Your goal —
Arrange the lines of all the entries below as a numbered list, leaving out any blank lines.

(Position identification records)
---------------
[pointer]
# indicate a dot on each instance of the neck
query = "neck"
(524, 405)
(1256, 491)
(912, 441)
---------------
Finished task —
1. [pointer]
2. # indicate a dot on each instance of the neck
3. query = "neck"
4. (524, 405)
5. (1256, 491)
6. (912, 441)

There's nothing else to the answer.